26 10 / 2010

From GAE to Django

For the last few months, I have working in Google App Engine. It was a great place to start learning how to code.

You should try GAE for a couple reasons:

Free

There is a threshold where Google starts to charge you, but it’s rediculously high. We didn’t even pass that point with Dotty-dots

Simple setup with Django .96 

You can get started messing with Python, HTML, CSS very quickly. Using Google App Engine was an incredible resource that will put you on the right track.

But…

Once you outgrow those baby steps, it makes sense to move over to straight Django with your own hosting.

Power

Django’s latest release is 1.2.3. A lot has changed since .96, and you’ll probably want to take advantage of those functions and changes.

Django comes with Pagination! (Massive GAE headache)

Customization

Because of GAE’s setup, you CANNOT use most Django 3rd party apps, they must be wrestled into submission. For someone as inexperienced as me, this was just throwing fuel on the “I don’t have a clue what I’m doing” Fire.

#Advice: Avoid adding fuel to that fire.

You can try Django-nonrel and setup a modified, more recent version of Django to run on GAE. However I also ran into compatibility issues that seemed to pop up every other day. 

Ultimately by using GAE, you are outsourcing your server issues to Google at the price of customization. After the last few months, it became clear that I’d be happier with straight Django & pay $20/mo for my own hosting, than continue trying to reinvent the wheel - or Pagination.

Before you start a serious project on GAE, read “When App Engine Went Wrong.” Thanks to John Speno for the article!

21 10 / 2010

Day 2 Mystery Project - What are you good at?
◆ ◆ ◆
- **TO DO**:
1. Answer these questions from the post about moving from Google App Engine to Django:
(a) What is Django's latest release according to the post?
(b) How much per month does the writer expect to pay for their own hosting?
(c) What article does the post say to read before starting a serious project on GAE?
2. Transcribe part of the post about moving from Google App Engine to Django word for word, beginning at the words "Django comes with" and stopping after the words "to that fire.".
3. Pick up the post about moving from Google App Engine to Django after its last line and continue writing it.

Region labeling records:
◆ ◆ ◆
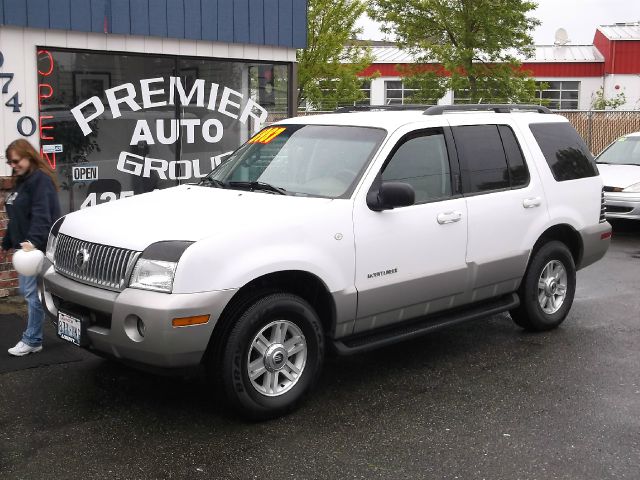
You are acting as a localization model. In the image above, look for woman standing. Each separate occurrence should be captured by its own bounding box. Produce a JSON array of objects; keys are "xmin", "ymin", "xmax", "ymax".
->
[{"xmin": 0, "ymin": 139, "xmax": 60, "ymax": 357}]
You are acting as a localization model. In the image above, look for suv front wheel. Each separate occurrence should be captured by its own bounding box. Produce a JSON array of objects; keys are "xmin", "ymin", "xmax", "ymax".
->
[
  {"xmin": 222, "ymin": 293, "xmax": 324, "ymax": 420},
  {"xmin": 510, "ymin": 241, "xmax": 576, "ymax": 332}
]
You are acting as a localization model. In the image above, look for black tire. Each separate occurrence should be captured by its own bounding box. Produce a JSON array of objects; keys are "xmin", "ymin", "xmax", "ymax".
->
[
  {"xmin": 510, "ymin": 240, "xmax": 576, "ymax": 332},
  {"xmin": 220, "ymin": 293, "xmax": 324, "ymax": 420}
]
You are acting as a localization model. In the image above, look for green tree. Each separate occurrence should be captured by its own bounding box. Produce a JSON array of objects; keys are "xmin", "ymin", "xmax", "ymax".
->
[
  {"xmin": 296, "ymin": 0, "xmax": 372, "ymax": 109},
  {"xmin": 368, "ymin": 0, "xmax": 540, "ymax": 103}
]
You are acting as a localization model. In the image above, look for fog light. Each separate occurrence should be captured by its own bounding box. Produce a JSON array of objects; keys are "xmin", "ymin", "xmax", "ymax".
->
[{"xmin": 136, "ymin": 318, "xmax": 144, "ymax": 337}]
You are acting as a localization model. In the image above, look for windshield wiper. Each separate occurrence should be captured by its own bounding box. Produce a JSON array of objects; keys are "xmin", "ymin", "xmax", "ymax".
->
[
  {"xmin": 227, "ymin": 182, "xmax": 288, "ymax": 195},
  {"xmin": 198, "ymin": 177, "xmax": 227, "ymax": 188}
]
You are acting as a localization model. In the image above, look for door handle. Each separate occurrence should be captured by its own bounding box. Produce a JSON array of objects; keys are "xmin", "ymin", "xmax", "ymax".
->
[
  {"xmin": 522, "ymin": 197, "xmax": 542, "ymax": 208},
  {"xmin": 436, "ymin": 212, "xmax": 462, "ymax": 225}
]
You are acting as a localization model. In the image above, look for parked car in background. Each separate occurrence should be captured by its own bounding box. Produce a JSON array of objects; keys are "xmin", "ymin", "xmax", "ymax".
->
[{"xmin": 596, "ymin": 132, "xmax": 640, "ymax": 220}]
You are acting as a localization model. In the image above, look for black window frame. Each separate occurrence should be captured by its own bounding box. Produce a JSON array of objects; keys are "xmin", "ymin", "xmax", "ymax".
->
[
  {"xmin": 451, "ymin": 123, "xmax": 531, "ymax": 197},
  {"xmin": 498, "ymin": 124, "xmax": 531, "ymax": 190},
  {"xmin": 373, "ymin": 127, "xmax": 462, "ymax": 208},
  {"xmin": 529, "ymin": 122, "xmax": 599, "ymax": 183}
]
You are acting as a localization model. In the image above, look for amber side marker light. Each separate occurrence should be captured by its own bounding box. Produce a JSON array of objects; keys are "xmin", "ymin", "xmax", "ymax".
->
[{"xmin": 171, "ymin": 315, "xmax": 209, "ymax": 327}]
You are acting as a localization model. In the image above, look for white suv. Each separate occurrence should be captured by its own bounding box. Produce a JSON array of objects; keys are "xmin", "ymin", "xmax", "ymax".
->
[{"xmin": 40, "ymin": 105, "xmax": 611, "ymax": 418}]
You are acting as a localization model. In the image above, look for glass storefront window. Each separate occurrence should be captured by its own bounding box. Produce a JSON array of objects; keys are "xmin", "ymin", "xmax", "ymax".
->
[{"xmin": 38, "ymin": 49, "xmax": 290, "ymax": 213}]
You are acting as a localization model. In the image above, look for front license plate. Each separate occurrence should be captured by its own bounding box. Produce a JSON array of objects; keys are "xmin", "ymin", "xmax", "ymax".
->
[{"xmin": 58, "ymin": 311, "xmax": 82, "ymax": 345}]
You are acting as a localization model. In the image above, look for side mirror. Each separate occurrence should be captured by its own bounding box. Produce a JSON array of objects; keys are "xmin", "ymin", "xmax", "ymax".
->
[{"xmin": 367, "ymin": 180, "xmax": 416, "ymax": 212}]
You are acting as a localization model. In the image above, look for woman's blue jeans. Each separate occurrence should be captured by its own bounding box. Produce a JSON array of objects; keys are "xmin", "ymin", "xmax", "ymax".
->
[{"xmin": 18, "ymin": 274, "xmax": 44, "ymax": 347}]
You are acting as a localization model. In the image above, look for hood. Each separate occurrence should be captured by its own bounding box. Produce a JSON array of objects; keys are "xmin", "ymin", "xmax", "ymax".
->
[
  {"xmin": 60, "ymin": 185, "xmax": 332, "ymax": 251},
  {"xmin": 598, "ymin": 163, "xmax": 640, "ymax": 188}
]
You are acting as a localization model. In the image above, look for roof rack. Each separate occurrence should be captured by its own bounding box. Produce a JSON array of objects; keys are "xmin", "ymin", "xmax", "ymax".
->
[
  {"xmin": 334, "ymin": 103, "xmax": 434, "ymax": 113},
  {"xmin": 424, "ymin": 103, "xmax": 553, "ymax": 115}
]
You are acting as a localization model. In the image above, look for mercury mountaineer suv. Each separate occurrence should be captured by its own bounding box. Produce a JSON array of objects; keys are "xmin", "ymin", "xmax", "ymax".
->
[{"xmin": 40, "ymin": 105, "xmax": 611, "ymax": 418}]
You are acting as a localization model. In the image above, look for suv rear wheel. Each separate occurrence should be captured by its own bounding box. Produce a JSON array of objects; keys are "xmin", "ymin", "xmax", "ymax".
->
[
  {"xmin": 222, "ymin": 293, "xmax": 324, "ymax": 420},
  {"xmin": 510, "ymin": 241, "xmax": 576, "ymax": 332}
]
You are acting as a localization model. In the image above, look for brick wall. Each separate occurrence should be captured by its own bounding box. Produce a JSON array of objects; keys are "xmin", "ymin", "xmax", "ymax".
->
[{"xmin": 0, "ymin": 177, "xmax": 18, "ymax": 298}]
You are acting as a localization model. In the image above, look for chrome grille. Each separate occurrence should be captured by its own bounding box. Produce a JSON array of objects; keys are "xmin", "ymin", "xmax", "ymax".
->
[
  {"xmin": 54, "ymin": 234, "xmax": 140, "ymax": 292},
  {"xmin": 600, "ymin": 189, "xmax": 607, "ymax": 223}
]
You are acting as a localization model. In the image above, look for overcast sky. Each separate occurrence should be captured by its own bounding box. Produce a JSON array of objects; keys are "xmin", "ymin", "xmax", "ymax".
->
[{"xmin": 359, "ymin": 0, "xmax": 640, "ymax": 45}]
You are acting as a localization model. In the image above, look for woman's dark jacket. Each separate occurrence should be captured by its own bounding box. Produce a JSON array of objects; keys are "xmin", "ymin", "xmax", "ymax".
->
[{"xmin": 2, "ymin": 170, "xmax": 60, "ymax": 251}]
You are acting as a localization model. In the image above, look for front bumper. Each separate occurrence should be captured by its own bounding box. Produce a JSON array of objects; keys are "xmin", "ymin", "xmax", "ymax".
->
[
  {"xmin": 38, "ymin": 259, "xmax": 236, "ymax": 368},
  {"xmin": 604, "ymin": 192, "xmax": 640, "ymax": 220}
]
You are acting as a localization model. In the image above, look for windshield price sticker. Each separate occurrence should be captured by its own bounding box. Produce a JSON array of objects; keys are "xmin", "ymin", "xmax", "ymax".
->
[{"xmin": 249, "ymin": 127, "xmax": 286, "ymax": 144}]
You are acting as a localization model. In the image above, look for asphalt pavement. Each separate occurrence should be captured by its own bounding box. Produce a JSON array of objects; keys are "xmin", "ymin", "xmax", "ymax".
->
[{"xmin": 0, "ymin": 222, "xmax": 640, "ymax": 480}]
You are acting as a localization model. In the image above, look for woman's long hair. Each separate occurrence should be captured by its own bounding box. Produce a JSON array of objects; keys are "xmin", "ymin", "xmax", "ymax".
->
[{"xmin": 5, "ymin": 138, "xmax": 58, "ymax": 190}]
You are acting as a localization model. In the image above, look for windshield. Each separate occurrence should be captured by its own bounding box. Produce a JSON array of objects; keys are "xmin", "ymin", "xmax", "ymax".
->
[
  {"xmin": 596, "ymin": 136, "xmax": 640, "ymax": 165},
  {"xmin": 202, "ymin": 125, "xmax": 386, "ymax": 198}
]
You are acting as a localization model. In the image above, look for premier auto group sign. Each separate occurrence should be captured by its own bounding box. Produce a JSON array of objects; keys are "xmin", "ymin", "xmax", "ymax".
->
[{"xmin": 71, "ymin": 76, "xmax": 268, "ymax": 180}]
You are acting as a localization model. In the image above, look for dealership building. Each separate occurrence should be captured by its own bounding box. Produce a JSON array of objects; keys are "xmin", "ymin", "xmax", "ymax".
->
[
  {"xmin": 0, "ymin": 0, "xmax": 307, "ymax": 214},
  {"xmin": 360, "ymin": 22, "xmax": 640, "ymax": 110}
]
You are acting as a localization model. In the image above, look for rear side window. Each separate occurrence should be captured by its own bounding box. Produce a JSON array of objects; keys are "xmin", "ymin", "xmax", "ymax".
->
[{"xmin": 529, "ymin": 123, "xmax": 598, "ymax": 182}]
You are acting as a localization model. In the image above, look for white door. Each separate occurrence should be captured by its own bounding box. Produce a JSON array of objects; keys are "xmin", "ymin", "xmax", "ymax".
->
[{"xmin": 354, "ymin": 128, "xmax": 467, "ymax": 332}]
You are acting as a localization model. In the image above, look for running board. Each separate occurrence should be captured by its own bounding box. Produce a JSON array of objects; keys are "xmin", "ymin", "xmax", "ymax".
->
[{"xmin": 333, "ymin": 293, "xmax": 520, "ymax": 355}]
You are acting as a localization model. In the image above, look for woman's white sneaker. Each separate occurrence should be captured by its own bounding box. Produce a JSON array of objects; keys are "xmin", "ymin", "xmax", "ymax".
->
[{"xmin": 7, "ymin": 341, "xmax": 42, "ymax": 357}]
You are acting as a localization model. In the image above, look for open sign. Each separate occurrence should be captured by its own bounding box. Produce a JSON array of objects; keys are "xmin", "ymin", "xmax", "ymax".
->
[{"xmin": 71, "ymin": 165, "xmax": 98, "ymax": 182}]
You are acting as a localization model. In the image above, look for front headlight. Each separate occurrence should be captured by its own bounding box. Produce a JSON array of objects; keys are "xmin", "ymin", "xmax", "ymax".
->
[
  {"xmin": 129, "ymin": 258, "xmax": 178, "ymax": 293},
  {"xmin": 45, "ymin": 217, "xmax": 66, "ymax": 263},
  {"xmin": 622, "ymin": 183, "xmax": 640, "ymax": 193},
  {"xmin": 45, "ymin": 233, "xmax": 58, "ymax": 263}
]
◆ ◆ ◆
- **THE ANSWERS**:
1.
(a) 1.2.3
(b) $20
(c) "When App Engine Went Wrong"

2.
Django comes with Pagination! (Massive GAE headache)

Customization

Because of GAE’s setup, you CANNOT use most Django 3rd party apps, they must be wrestled into submission. For someone as inexperienced as me, this was just throwing fuel on the “I don’t have a clue what I’m doing” Fire.

#Advice: Avoid adding fuel to that fire.

3.
In the last 24 hrs, I’ve worked out the site functionality & set up the project using Google App Engine & Django-nonrel. I have the models started, but will need to flush those out today, along with the views. 

Yesterday I asked, “What do you want to learn?” Today, a different question:

What do are you good at?

For this question, you do not have to be limited to technology. Ex. Things I’m good at, or knowledgable of:

  • Motown music
  • Roasting chickens
  • Tennis
  • BBQ
  • Local business marketing
  • Amateur photography
  • Evernote

What are you guys good at?

22 9 / 2010

Update 2: Django 1.2.3 on GAE

Thanks to Thomas Wanschik for telling me about his project to get Django running on Google App Engine. If you missed it, his comment to the last update was:

You can use django-nonrel in combination with the backend djangoappengine. Then Django’s User class will work even on App Engine :)

See 
http://www.allbuttonspressed.com/projects/django-nonrel
and 
http://www.allbuttonspressed.com/projects/djangoappengine

With the django-dbindexer you even can use all Django filters i.e. User.objects.filter(name__iexact=’YonDaime’).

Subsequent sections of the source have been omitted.